- The exercise -
Reproduce without alteration the stretch of data from the line containing "Spot the twig" through the end of the data, including both ends. Omit the pictures from your output.

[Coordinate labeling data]
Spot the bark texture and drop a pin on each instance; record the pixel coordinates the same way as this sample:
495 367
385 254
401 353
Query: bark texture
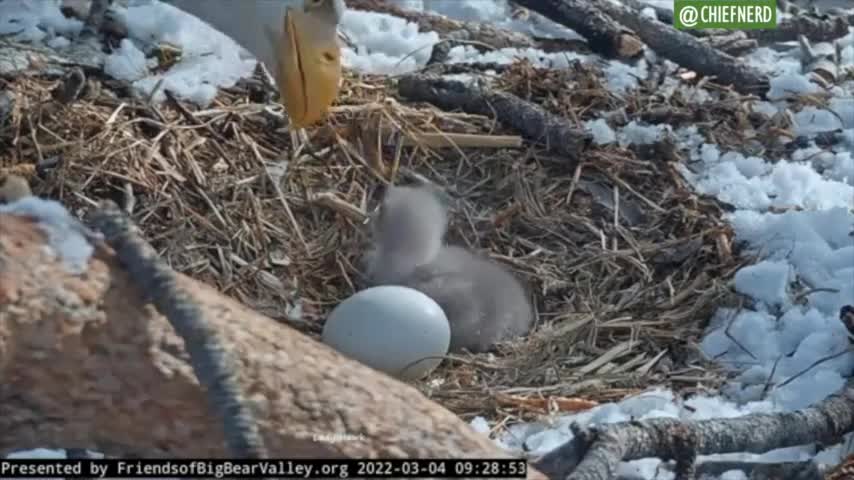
596 453
688 51
528 118
604 35
85 363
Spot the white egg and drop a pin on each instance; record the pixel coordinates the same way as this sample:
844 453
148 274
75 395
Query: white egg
394 329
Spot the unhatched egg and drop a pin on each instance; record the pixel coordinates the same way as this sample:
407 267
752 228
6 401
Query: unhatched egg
394 329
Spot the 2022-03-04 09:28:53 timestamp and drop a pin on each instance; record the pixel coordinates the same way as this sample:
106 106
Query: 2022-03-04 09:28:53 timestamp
456 468
266 468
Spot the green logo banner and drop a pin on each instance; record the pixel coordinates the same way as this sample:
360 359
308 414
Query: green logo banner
725 14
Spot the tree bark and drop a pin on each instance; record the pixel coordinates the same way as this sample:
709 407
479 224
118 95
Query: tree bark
688 51
604 35
595 454
85 362
530 119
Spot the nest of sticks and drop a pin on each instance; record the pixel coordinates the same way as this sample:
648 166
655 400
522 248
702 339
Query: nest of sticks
626 264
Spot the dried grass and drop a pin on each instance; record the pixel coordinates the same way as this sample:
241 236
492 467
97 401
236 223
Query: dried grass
625 262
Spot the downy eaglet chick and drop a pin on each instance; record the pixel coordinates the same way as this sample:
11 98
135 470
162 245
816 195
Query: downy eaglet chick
483 301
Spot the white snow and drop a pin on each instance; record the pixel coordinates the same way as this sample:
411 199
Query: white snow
786 346
65 234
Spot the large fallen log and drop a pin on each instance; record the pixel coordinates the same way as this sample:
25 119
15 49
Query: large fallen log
604 35
535 124
84 362
688 51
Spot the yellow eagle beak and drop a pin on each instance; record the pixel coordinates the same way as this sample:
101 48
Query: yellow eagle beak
309 67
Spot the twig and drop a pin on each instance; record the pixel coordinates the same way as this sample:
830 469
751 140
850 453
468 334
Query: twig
535 123
604 35
689 52
596 453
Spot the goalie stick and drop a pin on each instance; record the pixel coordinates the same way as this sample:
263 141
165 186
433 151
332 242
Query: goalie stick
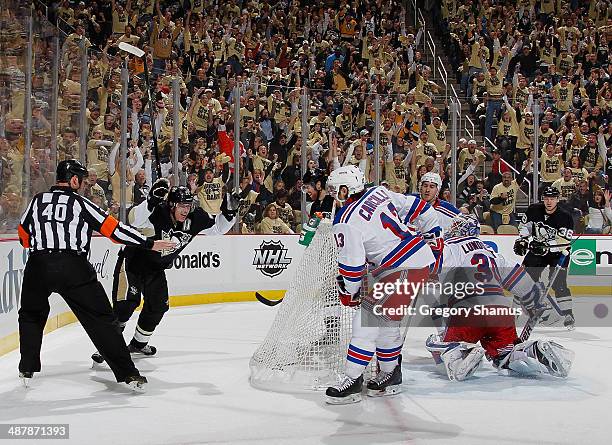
267 302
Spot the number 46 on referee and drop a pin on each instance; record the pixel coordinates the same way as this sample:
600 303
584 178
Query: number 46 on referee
57 228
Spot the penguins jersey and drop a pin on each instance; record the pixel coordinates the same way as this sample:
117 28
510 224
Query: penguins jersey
157 223
373 229
444 210
554 229
469 260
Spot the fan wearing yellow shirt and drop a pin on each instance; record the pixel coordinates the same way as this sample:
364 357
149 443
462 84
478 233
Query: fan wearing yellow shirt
565 184
551 165
563 93
503 201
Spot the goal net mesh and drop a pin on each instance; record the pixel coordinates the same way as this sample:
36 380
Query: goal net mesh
305 348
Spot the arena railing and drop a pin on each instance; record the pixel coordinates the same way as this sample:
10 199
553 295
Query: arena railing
515 171
443 76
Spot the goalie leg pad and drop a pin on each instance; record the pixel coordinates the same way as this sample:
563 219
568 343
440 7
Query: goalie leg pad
539 357
461 362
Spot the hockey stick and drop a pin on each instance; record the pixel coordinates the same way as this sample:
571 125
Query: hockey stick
534 319
267 302
137 52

- Task response -
Spot the twig and drop a pin on each instance; record the pixel coordinates the same way as this sample:
830 469
751 140
850 453
468 334
Query: twig
535 123
604 35
689 52
596 453
Spot the goalie stick and drop a pin on each instance; record the pixel coordinates the same way as this sample:
263 141
165 186
433 151
332 242
Query: goalie stick
267 302
Spot the number 46 on referee and drop a pin on each instance; record the pixel coordinates the same way as this sample:
600 303
584 178
Query: number 46 on referee
57 228
Spot the penguins jersey and drop a pin on each instance; record the pixel coordinates the same way as this sample:
117 28
510 224
Query: penguins jersey
157 223
373 229
444 210
554 229
469 260
Spot the fan wearing yellow shirt and drop a pin on each instance; record the pixel coordinates the same way as this sample:
364 357
149 443
462 84
478 233
Query: fan wearing yellow shirt
565 184
551 165
563 93
503 201
Spot the goal net mesh and drop a pin on each instance; record the pixel coordinates the same way as this sample:
36 380
Query: goal net mesh
305 348
Spot the arena railing and drop a pin on each instance; record the pixel coordinates the same way as this sample:
10 199
553 295
Query: arena railing
515 171
443 76
Spot the goalie leg pad and drop a pin on each instance; record the pixel coordinates the same way as this sample:
563 219
568 343
440 7
Query: goalie leg pad
539 357
461 362
Spot the hockey stick and drop a pin on each instance; record the pixel coordinates the same way as this sample:
571 125
Query: hockey stick
534 319
267 302
137 52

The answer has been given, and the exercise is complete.